▸ **What the task asks**
Render every line of the rows below as a Markdown table with the columns Line No. and Text, skipping blank lines and leaving the pictures out.

__________

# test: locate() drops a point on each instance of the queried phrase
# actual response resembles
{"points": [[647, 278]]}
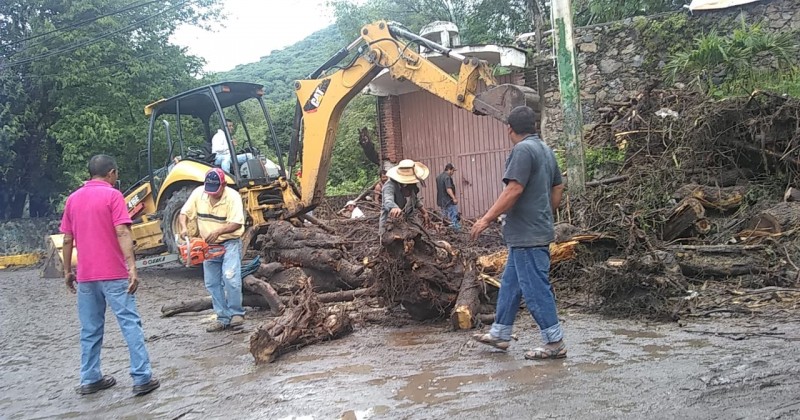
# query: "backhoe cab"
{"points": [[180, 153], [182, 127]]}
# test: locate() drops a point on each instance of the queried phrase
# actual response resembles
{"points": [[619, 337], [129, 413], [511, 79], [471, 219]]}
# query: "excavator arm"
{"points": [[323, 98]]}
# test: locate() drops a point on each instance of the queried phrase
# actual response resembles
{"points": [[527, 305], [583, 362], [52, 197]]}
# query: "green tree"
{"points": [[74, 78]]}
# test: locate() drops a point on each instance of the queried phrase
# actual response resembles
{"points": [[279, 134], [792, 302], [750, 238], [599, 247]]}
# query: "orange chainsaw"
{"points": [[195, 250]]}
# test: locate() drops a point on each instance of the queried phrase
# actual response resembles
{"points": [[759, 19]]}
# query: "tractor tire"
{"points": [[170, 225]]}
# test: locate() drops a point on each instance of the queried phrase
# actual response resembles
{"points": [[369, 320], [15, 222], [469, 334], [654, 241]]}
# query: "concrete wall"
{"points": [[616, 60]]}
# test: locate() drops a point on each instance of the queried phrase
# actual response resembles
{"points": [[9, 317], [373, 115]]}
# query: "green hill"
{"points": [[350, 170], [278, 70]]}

__________

▸ **Answer for the task**
| Line No. | Text |
|---|---|
| 1 | # test: locate() drops a point on each instance of the queried phrase |
| 2 | # actual response resembles |
| 3 | {"points": [[647, 278]]} |
| 4 | # query: "backhoe cab" |
| 5 | {"points": [[180, 153], [182, 127]]} |
| 6 | # test: locate() drops a point on each instance of the queried phrase |
| 7 | # actual response resembles |
| 8 | {"points": [[619, 337], [129, 413], [511, 79], [471, 219]]} |
| 9 | # query: "excavator arm" |
| 10 | {"points": [[323, 98]]} |
| 11 | # test: locate() drops a point on each instance of the queried phrase |
| 12 | # actual response resembles |
| 13 | {"points": [[527, 305], [583, 362], [52, 197]]} |
| 14 | # query: "green tree" |
| 15 | {"points": [[74, 78]]} |
| 16 | # test: locate() drops a point on each instance of the queried phrase |
| 17 | # actual response resembles |
| 18 | {"points": [[279, 134], [792, 302], [750, 238], [599, 247]]} |
| 19 | # query: "orange chainsaw" |
| 20 | {"points": [[195, 250]]} |
| 21 | # test: locate() drops a point on each instance of the queried phrase |
| 22 | # actual response resembles |
| 23 | {"points": [[759, 19]]} |
| 24 | # query: "tractor tire" |
| 25 | {"points": [[170, 225]]} |
| 26 | # test: locate() drops a point on each instance of the queried phrase |
| 27 | # actual response resembles |
| 28 | {"points": [[369, 320], [15, 222], [469, 334], [654, 241]]} |
| 29 | # query: "concrete wall" |
| 30 | {"points": [[616, 60]]} |
| 31 | # test: locate() drops a point on each instance of the queried phrase |
| 32 | # actual response resembles |
| 33 | {"points": [[9, 317], [373, 115]]} |
| 34 | # query: "green hill" |
| 35 | {"points": [[350, 170], [278, 70]]} |